AIM — Count the lines in the entries below that contain the string "cave", treating uppercase and lowercase letters as different. Give only the number.

EXTRACTED ENTRIES —
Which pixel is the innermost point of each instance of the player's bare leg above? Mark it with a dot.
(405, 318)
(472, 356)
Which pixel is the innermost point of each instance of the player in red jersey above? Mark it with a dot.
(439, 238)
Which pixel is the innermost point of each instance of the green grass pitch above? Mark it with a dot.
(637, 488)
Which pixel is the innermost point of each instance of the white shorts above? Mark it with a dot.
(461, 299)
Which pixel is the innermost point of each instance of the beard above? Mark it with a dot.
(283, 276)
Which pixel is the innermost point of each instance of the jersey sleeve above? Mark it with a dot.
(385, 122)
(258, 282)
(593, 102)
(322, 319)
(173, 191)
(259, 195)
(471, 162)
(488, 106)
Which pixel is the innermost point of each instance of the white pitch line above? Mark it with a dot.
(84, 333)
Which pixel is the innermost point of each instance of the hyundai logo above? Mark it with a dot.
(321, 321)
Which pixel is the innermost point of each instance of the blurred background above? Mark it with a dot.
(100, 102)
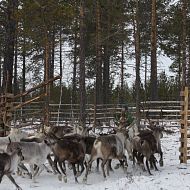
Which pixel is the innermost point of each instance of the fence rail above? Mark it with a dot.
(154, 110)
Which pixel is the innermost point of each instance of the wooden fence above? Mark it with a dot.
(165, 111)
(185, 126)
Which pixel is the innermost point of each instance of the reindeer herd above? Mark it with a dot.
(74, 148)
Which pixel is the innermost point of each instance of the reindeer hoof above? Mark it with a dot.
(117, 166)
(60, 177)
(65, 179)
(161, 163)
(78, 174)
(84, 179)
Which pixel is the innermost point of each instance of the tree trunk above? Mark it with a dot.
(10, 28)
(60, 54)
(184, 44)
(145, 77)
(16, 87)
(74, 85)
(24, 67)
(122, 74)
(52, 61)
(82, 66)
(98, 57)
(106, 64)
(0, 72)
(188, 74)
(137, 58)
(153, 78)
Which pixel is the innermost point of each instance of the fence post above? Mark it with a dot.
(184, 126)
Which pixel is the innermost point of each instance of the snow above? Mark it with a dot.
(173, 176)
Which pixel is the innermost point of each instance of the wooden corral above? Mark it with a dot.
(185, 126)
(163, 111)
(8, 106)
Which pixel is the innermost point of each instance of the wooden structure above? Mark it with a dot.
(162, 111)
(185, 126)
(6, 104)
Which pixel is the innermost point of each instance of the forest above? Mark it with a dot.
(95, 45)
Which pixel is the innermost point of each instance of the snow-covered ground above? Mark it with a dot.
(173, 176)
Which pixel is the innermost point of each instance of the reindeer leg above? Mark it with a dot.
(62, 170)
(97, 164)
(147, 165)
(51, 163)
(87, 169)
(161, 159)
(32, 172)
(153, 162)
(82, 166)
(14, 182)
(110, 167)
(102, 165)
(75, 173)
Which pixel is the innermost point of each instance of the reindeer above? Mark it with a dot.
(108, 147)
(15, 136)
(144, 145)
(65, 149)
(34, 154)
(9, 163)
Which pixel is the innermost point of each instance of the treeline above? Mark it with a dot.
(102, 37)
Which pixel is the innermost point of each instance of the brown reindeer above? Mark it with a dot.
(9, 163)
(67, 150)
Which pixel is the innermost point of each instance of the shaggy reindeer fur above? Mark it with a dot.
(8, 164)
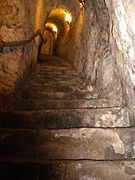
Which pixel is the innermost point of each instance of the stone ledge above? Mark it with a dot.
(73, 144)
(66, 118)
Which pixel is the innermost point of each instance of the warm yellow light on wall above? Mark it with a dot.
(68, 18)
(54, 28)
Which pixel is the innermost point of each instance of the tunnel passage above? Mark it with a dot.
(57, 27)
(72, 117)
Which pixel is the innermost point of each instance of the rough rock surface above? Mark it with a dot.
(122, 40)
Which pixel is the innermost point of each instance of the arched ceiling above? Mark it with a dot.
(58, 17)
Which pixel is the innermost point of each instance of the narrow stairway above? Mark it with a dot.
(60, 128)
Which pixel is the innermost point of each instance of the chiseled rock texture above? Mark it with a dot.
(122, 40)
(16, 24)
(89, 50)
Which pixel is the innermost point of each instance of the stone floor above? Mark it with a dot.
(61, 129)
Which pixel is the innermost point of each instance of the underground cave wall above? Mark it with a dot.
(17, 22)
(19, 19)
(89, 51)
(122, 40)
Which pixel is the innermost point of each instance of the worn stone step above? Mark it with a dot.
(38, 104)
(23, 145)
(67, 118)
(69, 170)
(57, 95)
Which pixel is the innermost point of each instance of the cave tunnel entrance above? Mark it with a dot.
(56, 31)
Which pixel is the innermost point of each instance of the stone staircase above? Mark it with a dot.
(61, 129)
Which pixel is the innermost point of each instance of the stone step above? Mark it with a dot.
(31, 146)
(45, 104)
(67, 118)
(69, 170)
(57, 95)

==

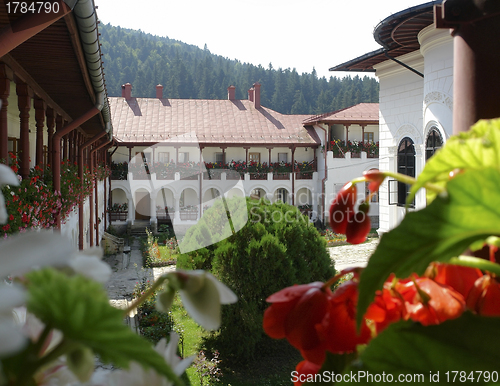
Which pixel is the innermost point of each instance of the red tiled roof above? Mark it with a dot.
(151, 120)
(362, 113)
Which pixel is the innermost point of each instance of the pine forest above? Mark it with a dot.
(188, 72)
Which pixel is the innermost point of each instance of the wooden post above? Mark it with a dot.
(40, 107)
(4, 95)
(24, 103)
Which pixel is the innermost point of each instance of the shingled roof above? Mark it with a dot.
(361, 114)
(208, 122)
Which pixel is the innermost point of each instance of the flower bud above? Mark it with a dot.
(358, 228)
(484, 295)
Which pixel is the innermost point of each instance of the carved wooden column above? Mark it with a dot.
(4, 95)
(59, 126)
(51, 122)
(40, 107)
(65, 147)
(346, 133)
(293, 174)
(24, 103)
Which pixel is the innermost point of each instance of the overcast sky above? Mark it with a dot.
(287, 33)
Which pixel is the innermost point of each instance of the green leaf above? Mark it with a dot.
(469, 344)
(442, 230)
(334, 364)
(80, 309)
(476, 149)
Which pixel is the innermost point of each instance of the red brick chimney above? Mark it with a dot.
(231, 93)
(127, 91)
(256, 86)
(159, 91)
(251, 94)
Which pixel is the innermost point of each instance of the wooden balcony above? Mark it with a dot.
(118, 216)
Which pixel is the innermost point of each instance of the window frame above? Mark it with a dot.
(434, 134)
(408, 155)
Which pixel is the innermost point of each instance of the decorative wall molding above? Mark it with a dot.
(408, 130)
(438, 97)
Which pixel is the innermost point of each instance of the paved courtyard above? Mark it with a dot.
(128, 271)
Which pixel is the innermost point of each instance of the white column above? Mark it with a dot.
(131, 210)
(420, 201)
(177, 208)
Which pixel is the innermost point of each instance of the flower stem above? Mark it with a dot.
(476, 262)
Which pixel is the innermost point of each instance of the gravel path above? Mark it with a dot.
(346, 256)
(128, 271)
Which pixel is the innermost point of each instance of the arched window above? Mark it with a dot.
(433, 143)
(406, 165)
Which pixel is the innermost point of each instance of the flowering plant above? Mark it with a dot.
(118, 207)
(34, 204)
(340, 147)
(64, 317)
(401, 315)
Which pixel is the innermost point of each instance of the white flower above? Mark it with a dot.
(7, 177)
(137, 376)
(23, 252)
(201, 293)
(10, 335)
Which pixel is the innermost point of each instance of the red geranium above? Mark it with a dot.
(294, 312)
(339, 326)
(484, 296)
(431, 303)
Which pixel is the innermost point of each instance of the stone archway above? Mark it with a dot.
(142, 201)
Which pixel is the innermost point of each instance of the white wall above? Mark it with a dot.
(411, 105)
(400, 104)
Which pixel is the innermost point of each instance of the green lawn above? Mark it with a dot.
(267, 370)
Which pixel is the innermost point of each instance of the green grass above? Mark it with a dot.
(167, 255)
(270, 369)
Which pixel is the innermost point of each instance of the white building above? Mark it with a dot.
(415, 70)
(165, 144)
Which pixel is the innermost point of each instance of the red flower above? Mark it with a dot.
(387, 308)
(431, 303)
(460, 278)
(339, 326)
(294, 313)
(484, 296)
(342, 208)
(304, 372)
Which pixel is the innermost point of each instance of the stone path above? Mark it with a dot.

---

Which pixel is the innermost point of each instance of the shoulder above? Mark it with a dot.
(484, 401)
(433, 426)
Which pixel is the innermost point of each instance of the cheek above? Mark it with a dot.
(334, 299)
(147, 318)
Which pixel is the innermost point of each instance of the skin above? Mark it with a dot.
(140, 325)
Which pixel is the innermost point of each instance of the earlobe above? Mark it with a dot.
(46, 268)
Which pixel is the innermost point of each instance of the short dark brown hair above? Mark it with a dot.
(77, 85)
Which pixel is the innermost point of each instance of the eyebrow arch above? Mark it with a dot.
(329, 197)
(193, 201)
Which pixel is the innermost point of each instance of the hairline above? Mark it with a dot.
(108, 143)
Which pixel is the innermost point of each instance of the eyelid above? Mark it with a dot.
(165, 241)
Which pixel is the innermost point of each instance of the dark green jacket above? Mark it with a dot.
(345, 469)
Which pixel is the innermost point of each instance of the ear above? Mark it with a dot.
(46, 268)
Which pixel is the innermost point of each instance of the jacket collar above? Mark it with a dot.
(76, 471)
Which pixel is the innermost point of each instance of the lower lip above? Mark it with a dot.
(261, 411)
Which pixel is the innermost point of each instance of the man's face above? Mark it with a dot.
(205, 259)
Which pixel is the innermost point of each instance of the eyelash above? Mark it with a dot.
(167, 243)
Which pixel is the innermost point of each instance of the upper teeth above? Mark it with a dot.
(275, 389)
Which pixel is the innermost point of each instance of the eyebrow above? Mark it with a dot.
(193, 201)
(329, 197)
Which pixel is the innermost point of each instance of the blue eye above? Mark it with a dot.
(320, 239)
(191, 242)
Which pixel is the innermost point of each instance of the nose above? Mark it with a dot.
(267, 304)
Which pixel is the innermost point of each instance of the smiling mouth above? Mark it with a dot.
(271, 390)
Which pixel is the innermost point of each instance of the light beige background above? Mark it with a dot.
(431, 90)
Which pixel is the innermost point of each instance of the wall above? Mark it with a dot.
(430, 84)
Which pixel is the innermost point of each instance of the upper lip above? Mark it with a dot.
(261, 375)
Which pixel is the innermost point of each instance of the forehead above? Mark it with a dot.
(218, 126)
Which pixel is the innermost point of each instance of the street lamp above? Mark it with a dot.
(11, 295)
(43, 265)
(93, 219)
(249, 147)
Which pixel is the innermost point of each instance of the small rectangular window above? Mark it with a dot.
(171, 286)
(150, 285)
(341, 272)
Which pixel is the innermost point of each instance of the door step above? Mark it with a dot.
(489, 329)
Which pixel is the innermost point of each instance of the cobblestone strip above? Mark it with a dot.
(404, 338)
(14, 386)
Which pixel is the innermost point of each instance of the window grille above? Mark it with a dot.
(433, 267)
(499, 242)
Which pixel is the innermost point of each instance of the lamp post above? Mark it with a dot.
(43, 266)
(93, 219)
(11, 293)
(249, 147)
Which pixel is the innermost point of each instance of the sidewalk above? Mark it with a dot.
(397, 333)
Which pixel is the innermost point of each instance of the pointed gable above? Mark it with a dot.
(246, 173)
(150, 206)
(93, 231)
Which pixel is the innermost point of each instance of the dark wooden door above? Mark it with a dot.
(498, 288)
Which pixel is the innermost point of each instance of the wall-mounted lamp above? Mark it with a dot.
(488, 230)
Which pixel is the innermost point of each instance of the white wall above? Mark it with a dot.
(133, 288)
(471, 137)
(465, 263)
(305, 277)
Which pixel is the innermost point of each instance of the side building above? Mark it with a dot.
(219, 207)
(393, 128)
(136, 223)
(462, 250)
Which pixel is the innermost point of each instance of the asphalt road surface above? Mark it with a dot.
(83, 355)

TASK SOLUTION — 2